# New Exercise program



## spykal (May 9, 2005)

New Exercise program

The older we get, the more important it is to incorporate exercise into our daily routine. This is necessary to maintain cardiovascular health and maintain muscle mass.

If you're over 40, you might want to take it easy at first, then do more repetitions as you become more proficient and build stamina. 



Warning: It may be too strenuous for some.

Always consult your doctor before starting any exercise program


SCROLL DOWN.......








































































































NOW SCROLL UP..

That's enough for the first day. Great job.

Now have a coffee and a big piece of cake .... 

I hope that cheered you up on a cold and cloudy Sunday morning :lol:


----------



## Marrabone (Apr 8, 2010)

Phew!.......... Think l'll have to go back to bed now!


----------



## tonka (Apr 24, 2006)

I have completed my first 10 reps...
Ready for level 2....


----------



## rayc (Jun 3, 2008)

> **LISTING**:
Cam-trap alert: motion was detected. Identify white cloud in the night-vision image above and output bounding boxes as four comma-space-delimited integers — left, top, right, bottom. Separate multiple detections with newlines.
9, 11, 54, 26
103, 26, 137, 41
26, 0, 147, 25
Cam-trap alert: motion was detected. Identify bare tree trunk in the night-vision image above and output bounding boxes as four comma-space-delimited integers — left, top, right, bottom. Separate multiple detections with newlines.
* * *
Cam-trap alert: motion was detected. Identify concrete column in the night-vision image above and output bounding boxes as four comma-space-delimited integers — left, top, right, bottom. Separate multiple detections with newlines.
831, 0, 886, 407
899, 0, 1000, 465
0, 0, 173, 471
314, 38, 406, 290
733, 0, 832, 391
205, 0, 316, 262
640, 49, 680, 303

> **WHAT IS EXPECTED**: Reproduce the forum thread about the new exercise program word for word, from its title through its final line.

> **TASK ANSWER**:
# New Exercise program



## spykal (May 9, 2005)

New Exercise program

The older we get, the more important it is to incorporate exercise into our daily routine. This is necessary to maintain cardiovascular health and maintain muscle mass.

If you're over 40, you might want to take it easy at first, then do more repetitions as you become more proficient and build stamina. 



Warning: It may be too strenuous for some.

Always consult your doctor before starting any exercise program


SCROLL DOWN.......








































































































NOW SCROLL UP..

That's enough for the first day. Great job.

Now have a coffee and a big piece of cake .... 

I hope that cheered you up on a cold and cloudy Sunday morning :lol:


----------



## Marrabone (Apr 8, 2010)

Phew!.......... Think l'll have to go back to bed now!


----------



## tonka (Apr 24, 2006)

I have completed my first 10 reps...
Ready for level 2....


----------



## rayc (Jun 3, 2008)